* _GOAL OF THE EXERCISE_: Identify every line of the items below that contains the word "water", and copy each of those lines.

(Items pointing to named objects)
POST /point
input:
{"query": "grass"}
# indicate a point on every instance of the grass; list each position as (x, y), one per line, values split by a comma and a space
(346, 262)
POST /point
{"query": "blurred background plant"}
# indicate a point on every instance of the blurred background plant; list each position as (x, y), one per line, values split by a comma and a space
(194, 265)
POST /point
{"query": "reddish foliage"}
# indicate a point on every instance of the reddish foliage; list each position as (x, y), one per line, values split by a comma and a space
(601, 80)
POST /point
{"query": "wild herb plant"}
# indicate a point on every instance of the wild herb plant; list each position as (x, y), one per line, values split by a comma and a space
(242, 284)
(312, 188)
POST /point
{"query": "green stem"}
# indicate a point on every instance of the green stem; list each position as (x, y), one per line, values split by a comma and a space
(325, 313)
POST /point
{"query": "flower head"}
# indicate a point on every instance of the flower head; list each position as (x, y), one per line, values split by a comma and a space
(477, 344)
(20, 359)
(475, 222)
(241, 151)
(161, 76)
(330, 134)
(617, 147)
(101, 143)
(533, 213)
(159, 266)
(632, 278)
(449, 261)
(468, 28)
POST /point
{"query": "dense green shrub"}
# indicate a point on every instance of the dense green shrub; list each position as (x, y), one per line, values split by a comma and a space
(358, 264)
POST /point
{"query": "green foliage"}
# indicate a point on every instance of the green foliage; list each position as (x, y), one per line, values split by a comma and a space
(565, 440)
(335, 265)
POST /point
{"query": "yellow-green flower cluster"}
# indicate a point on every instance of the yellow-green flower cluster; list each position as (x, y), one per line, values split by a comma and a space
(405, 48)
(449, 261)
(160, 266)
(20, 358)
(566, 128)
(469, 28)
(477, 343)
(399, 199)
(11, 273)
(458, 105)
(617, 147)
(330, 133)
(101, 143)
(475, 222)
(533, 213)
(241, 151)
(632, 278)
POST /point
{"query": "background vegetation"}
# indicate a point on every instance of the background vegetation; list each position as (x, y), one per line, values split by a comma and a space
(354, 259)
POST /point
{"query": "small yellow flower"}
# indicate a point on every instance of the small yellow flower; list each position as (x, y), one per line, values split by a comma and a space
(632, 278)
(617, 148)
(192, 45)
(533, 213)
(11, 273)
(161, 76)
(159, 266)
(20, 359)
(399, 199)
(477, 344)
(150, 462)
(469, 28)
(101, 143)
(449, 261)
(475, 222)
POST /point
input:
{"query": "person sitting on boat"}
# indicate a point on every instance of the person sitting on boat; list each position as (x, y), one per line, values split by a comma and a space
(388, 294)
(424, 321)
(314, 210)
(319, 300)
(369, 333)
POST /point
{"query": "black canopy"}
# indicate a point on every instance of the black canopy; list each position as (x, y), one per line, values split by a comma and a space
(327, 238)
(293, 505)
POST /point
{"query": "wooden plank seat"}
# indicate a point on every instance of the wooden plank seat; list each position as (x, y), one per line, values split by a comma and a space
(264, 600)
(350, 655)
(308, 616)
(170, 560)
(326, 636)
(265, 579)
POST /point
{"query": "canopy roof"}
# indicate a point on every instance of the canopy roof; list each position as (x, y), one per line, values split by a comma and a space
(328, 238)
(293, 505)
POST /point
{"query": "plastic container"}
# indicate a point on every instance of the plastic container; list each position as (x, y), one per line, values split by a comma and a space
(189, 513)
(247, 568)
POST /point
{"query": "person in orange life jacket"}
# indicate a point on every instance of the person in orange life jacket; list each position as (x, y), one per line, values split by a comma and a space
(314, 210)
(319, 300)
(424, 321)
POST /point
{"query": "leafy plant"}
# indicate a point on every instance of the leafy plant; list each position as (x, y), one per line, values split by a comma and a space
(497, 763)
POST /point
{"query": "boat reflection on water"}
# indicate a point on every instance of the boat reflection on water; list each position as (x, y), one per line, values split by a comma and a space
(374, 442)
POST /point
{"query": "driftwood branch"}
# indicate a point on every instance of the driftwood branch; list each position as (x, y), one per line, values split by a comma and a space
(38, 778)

* _RESPONSE TO THE TASK_:
{"query": "boat reflection on water"}
# indicate a point on every instance of the boat reflection on water; list each position as (x, y), one per line, values split by a comma and a space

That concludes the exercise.